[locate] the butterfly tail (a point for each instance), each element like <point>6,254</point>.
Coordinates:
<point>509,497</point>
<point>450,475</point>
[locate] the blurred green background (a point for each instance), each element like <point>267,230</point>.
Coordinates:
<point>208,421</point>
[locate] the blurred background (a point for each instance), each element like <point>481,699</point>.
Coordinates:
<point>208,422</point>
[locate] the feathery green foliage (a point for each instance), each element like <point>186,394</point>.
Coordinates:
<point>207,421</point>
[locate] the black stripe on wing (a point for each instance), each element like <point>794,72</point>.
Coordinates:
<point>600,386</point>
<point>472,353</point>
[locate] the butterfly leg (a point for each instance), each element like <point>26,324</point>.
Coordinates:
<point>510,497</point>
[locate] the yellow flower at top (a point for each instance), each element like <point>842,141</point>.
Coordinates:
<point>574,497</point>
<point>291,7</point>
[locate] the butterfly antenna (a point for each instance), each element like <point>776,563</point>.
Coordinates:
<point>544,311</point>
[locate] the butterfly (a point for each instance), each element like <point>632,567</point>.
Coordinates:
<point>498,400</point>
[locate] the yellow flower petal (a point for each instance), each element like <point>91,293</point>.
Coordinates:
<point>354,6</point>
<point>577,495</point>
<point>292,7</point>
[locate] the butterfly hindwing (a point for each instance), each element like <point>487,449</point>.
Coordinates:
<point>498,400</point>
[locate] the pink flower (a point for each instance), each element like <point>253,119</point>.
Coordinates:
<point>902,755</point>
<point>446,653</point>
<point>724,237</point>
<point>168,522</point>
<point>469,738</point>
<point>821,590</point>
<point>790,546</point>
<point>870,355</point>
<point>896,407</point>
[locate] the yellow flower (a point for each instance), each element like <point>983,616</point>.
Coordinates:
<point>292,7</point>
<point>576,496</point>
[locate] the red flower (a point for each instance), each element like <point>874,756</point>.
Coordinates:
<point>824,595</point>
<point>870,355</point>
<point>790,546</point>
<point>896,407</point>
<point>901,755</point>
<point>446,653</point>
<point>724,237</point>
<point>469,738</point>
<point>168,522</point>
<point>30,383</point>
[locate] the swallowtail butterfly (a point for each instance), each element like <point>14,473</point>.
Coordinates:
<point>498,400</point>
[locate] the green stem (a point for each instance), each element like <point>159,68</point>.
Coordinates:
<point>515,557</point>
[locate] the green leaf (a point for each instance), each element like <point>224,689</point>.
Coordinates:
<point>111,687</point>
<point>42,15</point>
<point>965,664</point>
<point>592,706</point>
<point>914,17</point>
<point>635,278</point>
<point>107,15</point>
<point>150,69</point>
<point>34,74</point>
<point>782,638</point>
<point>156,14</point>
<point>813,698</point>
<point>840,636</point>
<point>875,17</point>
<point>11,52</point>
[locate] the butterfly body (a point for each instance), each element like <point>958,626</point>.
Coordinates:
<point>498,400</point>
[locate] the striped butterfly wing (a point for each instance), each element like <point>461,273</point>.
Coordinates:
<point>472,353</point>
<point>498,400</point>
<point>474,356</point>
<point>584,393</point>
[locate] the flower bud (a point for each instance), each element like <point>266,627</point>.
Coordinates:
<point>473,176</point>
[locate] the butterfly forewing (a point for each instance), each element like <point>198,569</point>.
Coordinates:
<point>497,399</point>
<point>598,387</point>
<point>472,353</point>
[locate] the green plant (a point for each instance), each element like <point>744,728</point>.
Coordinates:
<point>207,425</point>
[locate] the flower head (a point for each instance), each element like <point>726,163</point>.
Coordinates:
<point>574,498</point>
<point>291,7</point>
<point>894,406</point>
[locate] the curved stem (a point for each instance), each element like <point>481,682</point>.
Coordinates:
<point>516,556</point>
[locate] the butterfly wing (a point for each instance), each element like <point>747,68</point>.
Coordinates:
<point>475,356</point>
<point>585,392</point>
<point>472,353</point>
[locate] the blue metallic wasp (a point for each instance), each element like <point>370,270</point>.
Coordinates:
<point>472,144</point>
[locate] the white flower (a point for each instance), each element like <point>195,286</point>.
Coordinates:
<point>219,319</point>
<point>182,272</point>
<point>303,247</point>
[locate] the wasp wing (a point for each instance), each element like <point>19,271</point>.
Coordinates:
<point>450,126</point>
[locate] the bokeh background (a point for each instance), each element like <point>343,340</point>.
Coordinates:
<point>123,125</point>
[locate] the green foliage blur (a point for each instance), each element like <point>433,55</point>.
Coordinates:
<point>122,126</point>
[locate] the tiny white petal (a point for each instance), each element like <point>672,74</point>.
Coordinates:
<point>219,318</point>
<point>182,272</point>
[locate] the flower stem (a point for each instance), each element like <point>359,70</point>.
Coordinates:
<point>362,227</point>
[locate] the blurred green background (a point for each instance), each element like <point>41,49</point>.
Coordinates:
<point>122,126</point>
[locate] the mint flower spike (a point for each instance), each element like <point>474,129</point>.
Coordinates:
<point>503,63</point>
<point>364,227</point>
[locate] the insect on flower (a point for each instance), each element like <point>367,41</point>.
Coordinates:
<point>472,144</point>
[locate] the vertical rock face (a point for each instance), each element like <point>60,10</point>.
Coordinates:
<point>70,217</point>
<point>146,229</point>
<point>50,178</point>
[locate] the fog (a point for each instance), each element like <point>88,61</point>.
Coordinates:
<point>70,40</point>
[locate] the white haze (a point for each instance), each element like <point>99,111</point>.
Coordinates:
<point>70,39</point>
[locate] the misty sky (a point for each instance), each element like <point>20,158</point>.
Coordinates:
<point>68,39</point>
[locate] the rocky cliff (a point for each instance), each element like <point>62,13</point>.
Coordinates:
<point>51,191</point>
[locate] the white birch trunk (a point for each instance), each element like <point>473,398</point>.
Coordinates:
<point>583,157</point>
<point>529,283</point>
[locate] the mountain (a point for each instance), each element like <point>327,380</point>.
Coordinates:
■ ■ ■ ■ ■
Put every line of the rows above into a Markdown table with two columns, No and Line, giving each line a running number and leaving out blank lines.

SOLUTION:
| No | Line |
|---|---|
| 1 | [locate] the butterfly tail (a point for each instance), each element like <point>6,254</point>. |
| 2 | Coordinates: |
| 3 | <point>509,497</point> |
| 4 | <point>450,475</point> |
| 5 | [locate] the blurred green background (a point for each instance), each element like <point>267,230</point>. |
| 6 | Coordinates: |
| 7 | <point>208,421</point> |
| 8 | [locate] the blurred background (a point for each instance), each element like <point>481,699</point>. |
| 9 | Coordinates: |
| 10 | <point>208,422</point> |
| 11 | [locate] the feathery green foliage (a point for each instance), each element like <point>186,394</point>. |
| 12 | Coordinates: |
| 13 | <point>207,421</point> |
| 14 | [locate] the black stripe on wing (a point for each instance), each element like <point>794,72</point>. |
| 15 | Coordinates: |
| 16 | <point>600,386</point> |
| 17 | <point>472,353</point> |
| 18 | [locate] the butterfly leg (a point for each instance), each element like <point>26,324</point>. |
| 19 | Coordinates: |
| 20 | <point>510,497</point> |
| 21 | [locate] the yellow flower at top (a point for each instance), each element like <point>842,141</point>. |
| 22 | Coordinates: |
| 23 | <point>574,497</point> |
| 24 | <point>291,7</point> |
| 25 | [locate] the butterfly antenna (a point for each instance), each element like <point>776,563</point>. |
| 26 | Coordinates: |
| 27 | <point>544,311</point> |
| 28 | [locate] the butterfly (a point for each instance), each element like <point>632,567</point>. |
| 29 | Coordinates: |
| 30 | <point>498,400</point> |
| 31 | [locate] the yellow flower petal (a point for each instance), each element like <point>91,293</point>. |
| 32 | Coordinates: |
| 33 | <point>354,6</point> |
| 34 | <point>577,495</point> |
| 35 | <point>292,7</point> |
| 36 | [locate] the butterfly hindwing (a point for each instance), each element like <point>487,449</point>. |
| 37 | Coordinates: |
| 38 | <point>498,400</point> |
| 39 | [locate] the pink flower (a point for each instance), each element like <point>253,119</point>. |
| 40 | Coordinates: |
| 41 | <point>902,755</point> |
| 42 | <point>446,653</point> |
| 43 | <point>724,237</point> |
| 44 | <point>168,522</point> |
| 45 | <point>469,738</point> |
| 46 | <point>821,590</point> |
| 47 | <point>790,546</point> |
| 48 | <point>870,355</point> |
| 49 | <point>896,407</point> |
| 50 | [locate] the yellow flower (a point for each instance), each element like <point>983,616</point>. |
| 51 | Coordinates: |
| 52 | <point>292,7</point> |
| 53 | <point>576,496</point> |
| 54 | [locate] the red flower (a point for each instance), each element like <point>874,756</point>. |
| 55 | Coordinates: |
| 56 | <point>824,595</point> |
| 57 | <point>870,355</point> |
| 58 | <point>790,546</point> |
| 59 | <point>896,407</point> |
| 60 | <point>901,755</point> |
| 61 | <point>446,653</point> |
| 62 | <point>724,237</point> |
| 63 | <point>469,738</point> |
| 64 | <point>168,522</point> |
| 65 | <point>30,383</point> |
| 66 | [locate] the swallowtail butterfly (a point for each instance), each element like <point>14,473</point>. |
| 67 | Coordinates: |
| 68 | <point>498,400</point> |
| 69 | [locate] the green stem (a point for each instance), each element like <point>159,68</point>. |
| 70 | Coordinates: |
| 71 | <point>515,557</point> |
| 72 | [locate] the green leaf (a point for each instance), each element like <point>224,689</point>. |
| 73 | Coordinates: |
| 74 | <point>111,687</point> |
| 75 | <point>42,15</point> |
| 76 | <point>965,664</point> |
| 77 | <point>592,706</point> |
| 78 | <point>914,17</point> |
| 79 | <point>635,278</point> |
| 80 | <point>107,15</point> |
| 81 | <point>150,69</point> |
| 82 | <point>34,74</point> |
| 83 | <point>782,638</point> |
| 84 | <point>156,14</point> |
| 85 | <point>813,698</point> |
| 86 | <point>840,636</point> |
| 87 | <point>875,17</point> |
| 88 | <point>11,52</point> |
| 89 | [locate] the butterfly body (a point for each instance), each element like <point>958,626</point>. |
| 90 | Coordinates: |
| 91 | <point>498,400</point> |
| 92 | [locate] the striped butterfly wing (a point for each instance), each element like <point>461,273</point>. |
| 93 | Coordinates: |
| 94 | <point>472,353</point> |
| 95 | <point>498,400</point> |
| 96 | <point>474,356</point> |
| 97 | <point>584,393</point> |
| 98 | [locate] the flower bud (a point for each instance), each element like <point>266,627</point>. |
| 99 | Coordinates: |
| 100 | <point>473,176</point> |
| 101 | [locate] the butterfly forewing (a point for each instance), each element like <point>198,569</point>. |
| 102 | Coordinates: |
| 103 | <point>497,399</point> |
| 104 | <point>598,387</point> |
| 105 | <point>472,353</point> |
| 106 | [locate] the green plant (a point for each instance), each element like <point>744,728</point>. |
| 107 | Coordinates: |
| 108 | <point>207,425</point> |
| 109 | [locate] the flower head (a point for each instance), each element like <point>726,163</point>. |
| 110 | Coordinates: |
| 111 | <point>574,498</point> |
| 112 | <point>291,7</point> |
| 113 | <point>894,406</point> |
| 114 | [locate] the curved stem (a point for each instance), each element like <point>481,682</point>. |
| 115 | Coordinates: |
| 116 | <point>516,556</point> |
| 117 | [locate] the butterfly wing (a point for each instance), each element like <point>747,68</point>. |
| 118 | Coordinates: |
| 119 | <point>475,356</point> |
| 120 | <point>585,392</point> |
| 121 | <point>472,353</point> |
| 122 | [locate] the blue metallic wasp (a point for each instance), each element like <point>370,270</point>. |
| 123 | Coordinates: |
| 124 | <point>472,144</point> |
| 125 | [locate] the white flower (a point for each instance), each element like <point>195,286</point>. |
| 126 | Coordinates: |
| 127 | <point>219,319</point> |
| 128 | <point>182,272</point> |
| 129 | <point>303,247</point> |
| 130 | [locate] the wasp wing (a point for each instance), each element like <point>19,271</point>. |
| 131 | Coordinates: |
| 132 | <point>450,126</point> |
| 133 | [locate] the bokeh background (a point for each instance), each element like <point>343,340</point>. |
| 134 | Coordinates: |
| 135 | <point>123,125</point> |
| 136 | [locate] the green foliage blur (a point for each instance), each element like <point>433,55</point>. |
| 137 | Coordinates: |
| 138 | <point>122,126</point> |
| 139 | [locate] the tiny white petal (a point for each instance), each element like <point>672,74</point>. |
| 140 | Coordinates: |
| 141 | <point>219,318</point> |
| 142 | <point>182,272</point> |
| 143 | [locate] the flower stem (a point for each instance), each element like <point>359,70</point>. |
| 144 | Coordinates: |
| 145 | <point>362,227</point> |
| 146 | [locate] the blurred green background (a point for each instance), each element like <point>41,49</point>. |
| 147 | Coordinates: |
| 148 | <point>122,126</point> |
| 149 | [locate] the mint flower spike (a point for each instance), each element like <point>474,129</point>. |
| 150 | Coordinates: |
| 151 | <point>503,63</point> |
| 152 | <point>364,227</point> |
| 153 | [locate] the insect on flower (a point for each instance), each element like <point>367,41</point>. |
| 154 | Coordinates: |
| 155 | <point>472,144</point> |
| 156 | [locate] the vertical rock face (a point for each instance), each element like <point>60,10</point>. |
| 157 | Coordinates: |
| 158 | <point>70,217</point> |
| 159 | <point>146,229</point> |
| 160 | <point>50,178</point> |
| 161 | [locate] the fog (a point for each instance), each element like <point>88,61</point>. |
| 162 | Coordinates: |
| 163 | <point>70,40</point> |
| 164 | [locate] the white haze (a point for each instance), each element like <point>99,111</point>. |
| 165 | Coordinates: |
| 166 | <point>70,39</point> |
| 167 | [locate] the misty sky (a point for each instance), each element like <point>20,158</point>. |
| 168 | Coordinates: |
| 169 | <point>68,39</point> |
| 170 | [locate] the rocky cliff (a point for each instance), each element like <point>62,13</point>. |
| 171 | Coordinates: |
| 172 | <point>51,191</point> |
| 173 | [locate] the white birch trunk (a point for each instance), each element like <point>473,398</point>. |
| 174 | Coordinates: |
| 175 | <point>583,157</point> |
| 176 | <point>529,283</point> |
| 177 | [locate] the mountain (a point for each instance), each element like <point>327,380</point>. |
| 178 | Coordinates: |